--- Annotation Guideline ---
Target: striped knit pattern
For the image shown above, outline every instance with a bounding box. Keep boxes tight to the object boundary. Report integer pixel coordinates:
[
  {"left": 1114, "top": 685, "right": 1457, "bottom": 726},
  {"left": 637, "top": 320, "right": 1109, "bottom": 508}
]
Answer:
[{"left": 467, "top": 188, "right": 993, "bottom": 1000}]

* * * * *

◆ THE TASK: Set the entries above down again, each one exactly as written.

◆ RESULT:
--- Annotation Guideline ---
Target: striped knit pattern
For the image shown above, outline every instance with a bounding box. Keep boxes tight to the object boundary. Report integer pixel coordinates:
[
  {"left": 1114, "top": 685, "right": 1457, "bottom": 726},
  {"left": 637, "top": 320, "right": 1109, "bottom": 508}
]
Answer:
[{"left": 467, "top": 188, "right": 993, "bottom": 1000}]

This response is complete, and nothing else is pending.